[Start of section]

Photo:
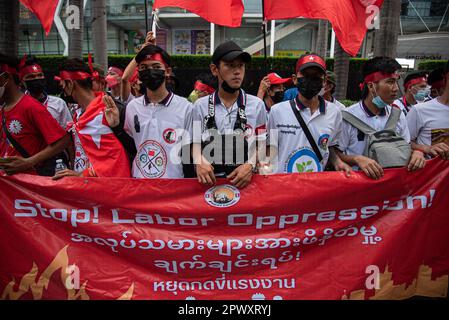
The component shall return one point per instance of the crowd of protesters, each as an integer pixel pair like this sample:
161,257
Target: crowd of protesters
130,123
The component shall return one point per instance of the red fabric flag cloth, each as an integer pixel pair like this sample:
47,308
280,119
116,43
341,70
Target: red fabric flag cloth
349,18
105,152
44,11
222,12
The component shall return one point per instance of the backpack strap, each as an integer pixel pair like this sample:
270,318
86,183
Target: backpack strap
393,119
357,123
306,130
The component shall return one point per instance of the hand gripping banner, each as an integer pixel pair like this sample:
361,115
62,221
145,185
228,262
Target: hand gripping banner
296,236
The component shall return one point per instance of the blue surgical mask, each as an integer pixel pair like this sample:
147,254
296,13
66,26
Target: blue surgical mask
421,95
378,102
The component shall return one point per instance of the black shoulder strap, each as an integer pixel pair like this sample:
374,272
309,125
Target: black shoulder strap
14,143
306,130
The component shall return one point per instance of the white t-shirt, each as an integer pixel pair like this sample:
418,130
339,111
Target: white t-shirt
295,154
159,131
353,142
428,122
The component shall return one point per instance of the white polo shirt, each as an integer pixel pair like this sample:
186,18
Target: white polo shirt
159,130
225,118
428,122
353,141
295,154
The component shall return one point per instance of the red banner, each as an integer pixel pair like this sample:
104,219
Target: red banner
296,236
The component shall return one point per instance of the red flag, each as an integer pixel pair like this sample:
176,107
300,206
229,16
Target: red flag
349,18
44,11
105,152
222,12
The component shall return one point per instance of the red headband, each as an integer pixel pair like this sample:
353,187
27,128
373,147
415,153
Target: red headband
116,70
377,76
414,81
156,57
438,85
35,68
199,86
6,68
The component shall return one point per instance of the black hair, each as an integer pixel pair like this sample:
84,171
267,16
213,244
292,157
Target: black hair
382,64
414,75
150,50
76,64
435,76
12,62
208,78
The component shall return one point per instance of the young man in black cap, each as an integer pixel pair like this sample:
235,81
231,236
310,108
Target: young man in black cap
225,115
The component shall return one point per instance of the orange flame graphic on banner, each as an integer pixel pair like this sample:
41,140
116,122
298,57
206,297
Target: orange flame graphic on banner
30,282
422,285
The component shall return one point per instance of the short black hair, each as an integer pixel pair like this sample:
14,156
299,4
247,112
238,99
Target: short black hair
30,60
12,62
382,64
414,75
76,64
150,50
208,78
435,76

[End of section]

DIRECTIONS FOR THIS TASK = Skip the pictures, then write out every entry exactly.

EXPECTED ANSWER =
Photo:
The component shall return one point per instance of the crowd of protesters, each as an integer pixel pair like this sample:
161,257
Target: crowd of protesters
130,123
The component shall return one point per instance of the red fabric flag cloth, each as an integer pixel pair like this sample:
47,308
280,119
116,43
341,70
Target: red fabric flag cloth
349,18
105,152
44,11
222,12
The component shall return one point per instance of the backpack strap, each as an integer pixel pair like this sample:
270,318
86,183
Target: backpack strap
393,119
357,123
306,130
The component shall return one point per instance of the hand gripping banner, each as an integer pixel pair like this sample:
361,115
62,221
145,185
228,262
Target: hand gripping banner
296,236
The component shall return one point per instance of the blue surgical mask, each as an integer pixel pair like this sample:
147,254
296,13
66,26
Target: blue surgical mask
421,95
378,102
The component shall return one point per instance of the black shoulder strap, each as an integer pixel pair like this sample:
374,272
309,125
Target: black shoulder strap
14,143
306,130
The component shall return one point per instance of the white t-shirt, each as an integer pixel pair like this sample:
418,130
339,111
Target: white t-shirt
295,154
159,131
353,142
428,122
The component shall return one point per instance of the white polo shirt, each as an integer pixel pair like this sample:
186,18
Target: white polo shirt
159,130
225,118
428,122
353,141
295,154
The component shall return one point per instance of the red banner, each as an integer pixel pair like this sample:
104,219
Target: red banner
296,236
The component shall return one point per instance of the red flag, each as an integer pixel pair like this sample:
176,107
300,206
229,16
Target: red flag
349,18
44,11
105,152
222,12
The component shall return one point per instance of the red headband, each as an integer pixel pair like this sample:
353,187
27,128
373,147
415,153
Target: red headband
116,70
377,76
414,81
156,57
438,85
35,68
199,86
6,68
The component shall return one point per instance of the black hair, each as an integer pixel pair like this sample:
84,171
267,16
213,244
292,157
Target: black hair
382,64
414,75
150,50
76,64
435,76
12,62
208,78
The component shall return one point per instance of the young man in black cap, each as an integer pixel pair like this sample:
235,81
231,236
310,108
Target: young man in black cap
225,115
The component shall return one point per instance of the orange flame graphic on banner, each as an integer pixel pair like this sample:
41,140
116,122
298,57
206,297
Target: orange flame graphic on banner
30,282
422,285
The component shall return one point per instance of the short black hair, each as an integer pixel pair like this sample:
14,156
299,4
247,112
238,99
Target: short black hair
30,60
12,62
382,64
414,75
76,64
150,50
208,78
435,76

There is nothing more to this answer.